Trecho:
•••
6. Dieta cetogênica, saúde mental e receio em relação à tireoide

Este tema é particularmente sensível para pessoas com transtornos psiquiátricos graves que consideram a dieta cetogênica como terapia metabólica complementar. Nos últimos anos, diversos trabalhos vêm investigando esse uso:

  • um estudo piloto de 4 meses em indivíduos com esquizofrenia ou transtorno bipolar mostrou melhora relevante de parâmetros metabólicos e redução da gravidade psiquiátrica com dieta cetogênica adjunta, em comparação à linha de base;(PubMed)
  • revisões recentes sobre “ketogenic metabolic therapy” descrevem benefícios potenciais em sintomas de depressão, ansiedade, transtorno bipolar e esquizofrenia, embora reforcem que ainda faltam ensaios clínicos randomizados de maior escala e duração.(PMC)

Esses dados indicam que a dieta cetogênica, quando bem planejada e monitorada, pode ser uma opção terapêutica promissora para algumas pessoas com doença mental grave, especialmente em casos de refratariedade ou efeitos colaterais metabólicos significativos de medicações.

À luz da literatura atual, o receio de que “a tireoide vai parar de funcionar sem carboidratos” não é sustentado por evidência robusta, desde que:

  • a intervenção seja realizada com aporte energético adequado;
  • micronutrientes e proteína sejam monitorados;
  • sono, luz natural, escuridão noturna e manejo do estresse sejam considerados parte do protocolo;
  • exames de função tireoidiana sejam acompanhados por profissionais experientes, que conheçam as adaptações hormonais típicas de dietas de baixo carboidrato.
•••
Enunciado:
Segundo o trecho sobre dieta cetogênica e saúde mental, quanto tempo durou o estudo piloto com indivíduos com esquizofrenia ou transtorno bipolar?

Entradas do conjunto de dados
•••
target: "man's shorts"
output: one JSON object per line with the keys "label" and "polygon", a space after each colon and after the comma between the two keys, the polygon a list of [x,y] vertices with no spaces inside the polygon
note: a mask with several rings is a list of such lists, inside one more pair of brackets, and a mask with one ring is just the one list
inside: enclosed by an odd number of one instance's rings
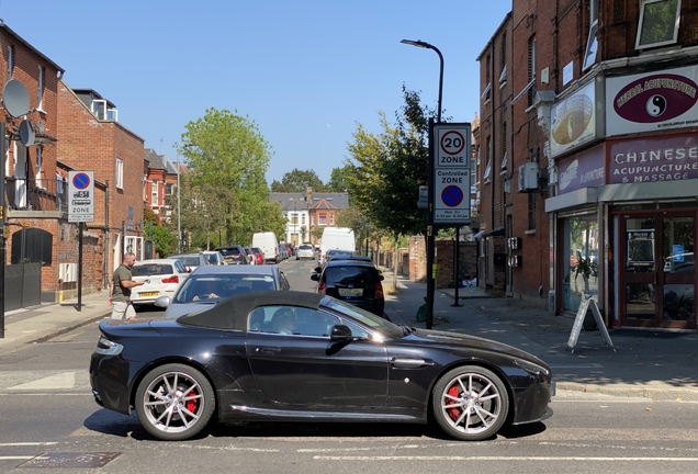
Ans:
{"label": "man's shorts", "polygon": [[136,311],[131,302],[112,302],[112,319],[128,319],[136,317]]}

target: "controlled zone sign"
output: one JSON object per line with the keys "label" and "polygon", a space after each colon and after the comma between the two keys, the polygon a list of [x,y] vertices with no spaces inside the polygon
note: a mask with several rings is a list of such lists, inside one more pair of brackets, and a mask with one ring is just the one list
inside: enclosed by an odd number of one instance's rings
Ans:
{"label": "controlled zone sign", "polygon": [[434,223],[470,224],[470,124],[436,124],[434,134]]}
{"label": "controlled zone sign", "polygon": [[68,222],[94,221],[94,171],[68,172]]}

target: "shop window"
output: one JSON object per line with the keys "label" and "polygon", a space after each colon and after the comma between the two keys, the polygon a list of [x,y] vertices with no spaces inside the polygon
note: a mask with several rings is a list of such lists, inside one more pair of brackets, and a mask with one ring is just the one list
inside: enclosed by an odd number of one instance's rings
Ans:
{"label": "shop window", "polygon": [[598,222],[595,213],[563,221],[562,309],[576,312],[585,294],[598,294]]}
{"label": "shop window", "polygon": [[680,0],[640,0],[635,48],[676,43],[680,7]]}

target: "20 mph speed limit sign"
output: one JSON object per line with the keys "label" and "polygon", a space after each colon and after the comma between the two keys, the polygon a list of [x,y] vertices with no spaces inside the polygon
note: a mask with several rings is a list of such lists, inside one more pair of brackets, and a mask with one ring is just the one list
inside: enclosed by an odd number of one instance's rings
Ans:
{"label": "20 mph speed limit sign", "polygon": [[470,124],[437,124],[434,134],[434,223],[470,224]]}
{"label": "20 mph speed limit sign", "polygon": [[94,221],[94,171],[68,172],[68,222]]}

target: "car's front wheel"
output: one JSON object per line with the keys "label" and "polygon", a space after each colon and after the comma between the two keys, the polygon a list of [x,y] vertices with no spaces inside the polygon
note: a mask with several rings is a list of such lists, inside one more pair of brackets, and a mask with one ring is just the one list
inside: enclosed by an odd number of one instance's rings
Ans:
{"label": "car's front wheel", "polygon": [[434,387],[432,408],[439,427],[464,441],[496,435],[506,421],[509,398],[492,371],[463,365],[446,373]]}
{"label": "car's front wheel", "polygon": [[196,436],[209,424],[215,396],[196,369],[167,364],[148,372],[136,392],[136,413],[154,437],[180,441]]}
•••
Resposta:
O estudo piloto durou 4 meses.